◆ Texte fourni
/---
La " guerre psychologique "

          Les deux principaux responsables de la manipulation de la violence sont le général Mohamed Médiène, dit " Tewfik ", patron des services de renseignements, le DRS, depuis la mi-1990, et son bras droit, le général Smaïn Lamari. Tout les deux sont en principe les adjoints du général major Mohamed Lamari, qui a obtenu les pleins pouvoirs en 1992.

          Depuis le " poste de commandement opérationnel " au siège de la DRS, Tewfik " la tête " et Smaïn Lamari " les jambes " ont mené les opérations les plus incroyables, une guerre de manipulation et de " coups tordus ". Dés le début de la lutte anti-terroriste, la priorité de Tewfik était l'infiltration des groupes islamiques armés (GIA) afin de les manipuler puis de les contrôler, avec trois objectifs principaux : maintenir un climat de terreur, isoler les partisans du Front islamique du salut (FIS) et obtenir le soutien des puissances occidentales.

          Le cas de Antar Zouabri, l'un des " émirs " actuels des GIA, est à cet égard révélateur. Il a été dit en Algérie que son groupe était responsable de l'assassinat des moines de Tibhérine en mai 1996 et des grands massacres de civils (Raïs, Bentalha, Sidi-Hamed…) de l'automne 1997. Or, très curieusement, depuis 1996, sa mort a été annoncée officiellement plusieurs fois par la presse aux ordres, nouvelle chaque fois démentie sur le terrain. En fait, dès 1992, les chefs radicaux des premiers GIA (comme Moh Leveilley, Abdelhak Layada, Jaffar " Al Afghani " ou Chérif Gousmi) ont tous été liquidés par les hommes de Smaïn Lamari, qui a profité de l'occasion pour faire infiltrer les groupes par ses agents afin d'utiliser les GIA comme des instruments.
\---
◆ Objectif
Reproduisez, s'il vous plaît, sans aucune modification le passage du texte sur la « guerre psychologique » qui va de « Le cas de Antar » à « comme des instruments. ». La liste qui suit provient d'une autre source.

◆ Données fournies
/---
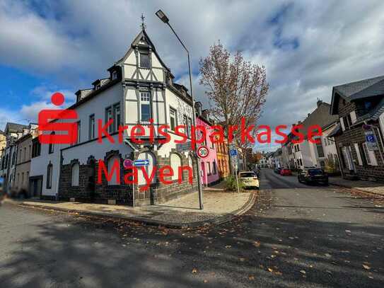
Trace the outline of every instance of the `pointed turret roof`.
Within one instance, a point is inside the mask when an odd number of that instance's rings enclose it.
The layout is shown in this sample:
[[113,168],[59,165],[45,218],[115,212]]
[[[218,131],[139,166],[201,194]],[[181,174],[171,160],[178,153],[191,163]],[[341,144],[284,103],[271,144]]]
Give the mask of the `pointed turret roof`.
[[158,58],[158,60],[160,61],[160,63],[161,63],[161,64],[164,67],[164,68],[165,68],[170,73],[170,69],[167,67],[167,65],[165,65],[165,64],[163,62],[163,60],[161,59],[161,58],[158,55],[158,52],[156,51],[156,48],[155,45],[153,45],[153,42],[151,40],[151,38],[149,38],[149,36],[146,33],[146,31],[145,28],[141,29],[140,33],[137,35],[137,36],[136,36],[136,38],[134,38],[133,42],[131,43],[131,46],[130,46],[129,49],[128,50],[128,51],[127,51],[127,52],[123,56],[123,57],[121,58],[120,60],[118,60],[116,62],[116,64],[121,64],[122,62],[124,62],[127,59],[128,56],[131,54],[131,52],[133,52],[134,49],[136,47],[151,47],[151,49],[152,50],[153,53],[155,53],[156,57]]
\---
/---
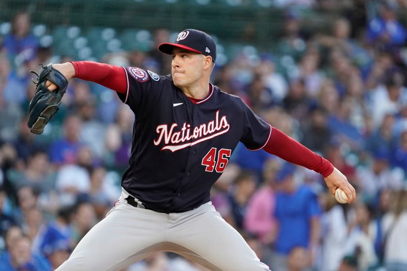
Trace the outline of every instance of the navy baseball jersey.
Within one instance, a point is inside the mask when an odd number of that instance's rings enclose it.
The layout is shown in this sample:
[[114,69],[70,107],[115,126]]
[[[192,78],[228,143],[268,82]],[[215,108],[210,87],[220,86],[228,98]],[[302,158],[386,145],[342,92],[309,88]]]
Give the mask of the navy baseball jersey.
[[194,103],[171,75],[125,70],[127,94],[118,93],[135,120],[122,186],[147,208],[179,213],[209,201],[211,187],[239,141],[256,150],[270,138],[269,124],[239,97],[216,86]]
\---
◆ Exercice réalisé
Le cas de Antar Zouabri, l'un des " émirs " actuels des GIA, est à cet égard révélateur. Il a été dit en Algérie que son groupe était responsable de l'assassinat des moines de Tibhérine en mai 1996 et des grands massacres de civils (Raïs, Bentalha, Sidi-Hamed…) de l'automne 1997. Or, très curieusement, depuis 1996, sa mort a été annoncée officiellement plusieurs fois par la presse aux ordres, nouvelle chaque fois démentie sur le terrain. En fait, dès 1992, les chefs radicaux des premiers GIA (comme Moh Leveilley, Abdelhak Layada, Jaffar " Al Afghani " ou Chérif Gousmi) ont tous été liquidés par les hommes de Smaïn Lamari, qui a profité de l'occasion pour faire infiltrer les groupes par ses agents afin d'utiliser les GIA comme des instruments.